Aufgaben zur Übung:
1. Wie viel gibt die Tafel laut dem Text über die Osnabrücker Tafel jeden Monat für das Tanken aus?
2. Führe den Text über die Osnabrücker Tafel nach seinem letzten Satz weiter.

Textabschnitt:
Wie viele Bedürftige versorgen sich bei der Tafel mit Lebensmitteln? In der Hauptstelle und den sieben Außenstellen in der Dodesheide, in Eversburg, Belm, Bramsche, Dissen, Georgsmarienhütte und Hollage kaufen in einer Woche rund 3500 Kunden ein, im Jahr mittlerweile rund 182 000. Mehr als sieben Tonnen an Lebensmitteln sammeln vier Lkw und ein Transporter der Tafel täglich bei Supermärkten oder Bäckereien ein. Die Kühlwagen sind so viel unterwegs, dass die Tafel monatlich mehr als 2000 Euro fürs Tanken ausgeben muss.

Mit mehr als 220 Geschäften in Stadt und Landkreis arbeitet die gemeinnützige Einrichtung bereits zusammen. So gelangt die Tafel an den großen Warenbestand an Spenden, die nicht mehr in den Verkauf gehen, weil sie sich in der Regel dem Verfallsdatum nähern.

Bildtexte:
Der Vorsitzende der Osnabrücker Tafel, Hermann Große-Marke, packt mit an: Der Bedarf an gespendeten Lebensmitteln ist groß, denn seit einem Jahr kommen zwölf Prozent mehr Bedürftige zur Osnabrücker Tafel.
Hermann Große-Marke.

Einträge aus einer Datensammlung:
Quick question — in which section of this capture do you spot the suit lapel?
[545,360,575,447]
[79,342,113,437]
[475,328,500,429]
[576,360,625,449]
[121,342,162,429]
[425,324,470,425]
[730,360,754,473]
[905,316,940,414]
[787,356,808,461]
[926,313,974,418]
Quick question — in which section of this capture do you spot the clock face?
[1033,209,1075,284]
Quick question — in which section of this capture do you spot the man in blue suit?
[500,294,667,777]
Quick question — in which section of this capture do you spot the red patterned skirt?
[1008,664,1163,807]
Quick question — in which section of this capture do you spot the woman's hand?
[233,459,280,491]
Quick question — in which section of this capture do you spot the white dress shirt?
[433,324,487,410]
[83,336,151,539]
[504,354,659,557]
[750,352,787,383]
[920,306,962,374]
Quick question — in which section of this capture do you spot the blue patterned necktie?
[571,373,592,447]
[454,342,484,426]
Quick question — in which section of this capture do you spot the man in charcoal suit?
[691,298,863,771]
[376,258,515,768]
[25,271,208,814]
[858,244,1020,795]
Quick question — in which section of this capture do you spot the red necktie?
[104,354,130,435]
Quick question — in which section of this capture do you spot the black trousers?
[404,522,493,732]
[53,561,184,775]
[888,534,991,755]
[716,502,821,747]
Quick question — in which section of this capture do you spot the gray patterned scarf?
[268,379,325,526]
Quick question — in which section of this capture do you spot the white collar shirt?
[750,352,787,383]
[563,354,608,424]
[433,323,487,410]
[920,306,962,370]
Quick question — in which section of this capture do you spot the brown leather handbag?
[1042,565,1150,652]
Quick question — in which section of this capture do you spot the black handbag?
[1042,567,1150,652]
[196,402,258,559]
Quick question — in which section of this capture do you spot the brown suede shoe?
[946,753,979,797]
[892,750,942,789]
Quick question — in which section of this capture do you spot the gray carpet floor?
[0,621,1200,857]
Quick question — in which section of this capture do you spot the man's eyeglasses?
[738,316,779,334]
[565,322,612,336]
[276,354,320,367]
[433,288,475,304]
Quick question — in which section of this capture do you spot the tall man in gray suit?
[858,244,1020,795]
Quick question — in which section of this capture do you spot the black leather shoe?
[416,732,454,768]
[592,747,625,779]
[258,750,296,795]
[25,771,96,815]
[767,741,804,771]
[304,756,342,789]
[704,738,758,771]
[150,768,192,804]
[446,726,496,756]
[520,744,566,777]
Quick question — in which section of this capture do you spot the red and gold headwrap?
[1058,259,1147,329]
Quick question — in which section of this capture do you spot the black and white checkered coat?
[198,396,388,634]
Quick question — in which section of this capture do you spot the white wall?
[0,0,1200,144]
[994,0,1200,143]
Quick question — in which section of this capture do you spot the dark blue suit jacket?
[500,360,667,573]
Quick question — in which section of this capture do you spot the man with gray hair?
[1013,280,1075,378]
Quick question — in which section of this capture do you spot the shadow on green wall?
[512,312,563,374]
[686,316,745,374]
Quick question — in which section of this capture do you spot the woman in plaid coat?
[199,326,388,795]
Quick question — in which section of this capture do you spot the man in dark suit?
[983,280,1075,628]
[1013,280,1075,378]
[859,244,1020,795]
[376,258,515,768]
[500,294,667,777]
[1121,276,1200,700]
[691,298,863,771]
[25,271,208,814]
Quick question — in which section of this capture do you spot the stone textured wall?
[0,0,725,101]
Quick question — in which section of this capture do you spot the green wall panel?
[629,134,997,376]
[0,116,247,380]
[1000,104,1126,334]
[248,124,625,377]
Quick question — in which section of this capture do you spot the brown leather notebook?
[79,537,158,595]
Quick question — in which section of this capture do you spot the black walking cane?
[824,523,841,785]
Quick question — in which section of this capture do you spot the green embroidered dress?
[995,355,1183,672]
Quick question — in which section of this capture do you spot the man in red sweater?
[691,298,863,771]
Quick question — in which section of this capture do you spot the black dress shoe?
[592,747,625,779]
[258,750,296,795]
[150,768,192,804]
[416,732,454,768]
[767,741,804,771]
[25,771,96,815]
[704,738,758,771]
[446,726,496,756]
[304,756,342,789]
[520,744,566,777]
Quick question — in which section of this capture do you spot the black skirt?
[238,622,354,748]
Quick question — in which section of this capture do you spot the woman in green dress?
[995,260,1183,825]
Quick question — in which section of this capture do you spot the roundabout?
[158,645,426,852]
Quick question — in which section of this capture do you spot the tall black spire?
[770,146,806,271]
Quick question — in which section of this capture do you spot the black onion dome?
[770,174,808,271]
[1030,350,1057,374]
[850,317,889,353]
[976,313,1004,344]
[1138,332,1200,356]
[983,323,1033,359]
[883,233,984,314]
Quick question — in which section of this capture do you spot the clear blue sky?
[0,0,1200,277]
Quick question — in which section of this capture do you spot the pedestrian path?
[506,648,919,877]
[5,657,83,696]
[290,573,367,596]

Erwartete Ergebnisse:
1. Mehr als 2000 Euro im Monat.

2.
Fotos:
Gert Westdörp

Kommentar
Das muss ein Weckruf für die Stadt sein

Diese Analyse ist erschreckend. Immer mehr Rentner sehen sich gezwungen, beim Lebensmitteleinkauf das einzusparen, was sie mehr an Miete zahlen müssen. Rentner, die im Niedriglohnsektor beschäftigt waren, können von den niedrigen Renten oder der Grundsicherung im Alter nicht mehr leben und sehen sich gezwungen, sich über die Osnabrücker Tafel zu versorgen. Das muss ein Weckruf für die Stadt Osnabrück sein!

Unsere Region konnte in diesem Jahr ein Rekordtief bei der Arbeitslosigkeit und ein Rekordhoch bei der Beschäftigung verzeichnen. Auch die Osnabrücker Finanzsituation hat sich dank sprudelnder Steuereinnahmen deutlich verbessert. Wenn einerseits so viele vom Aufschwung profitieren und andererseits zwölf Prozent mehr Bedürftige zur Tafel gehen müssen, zeigt sich eine soziale Schieflage.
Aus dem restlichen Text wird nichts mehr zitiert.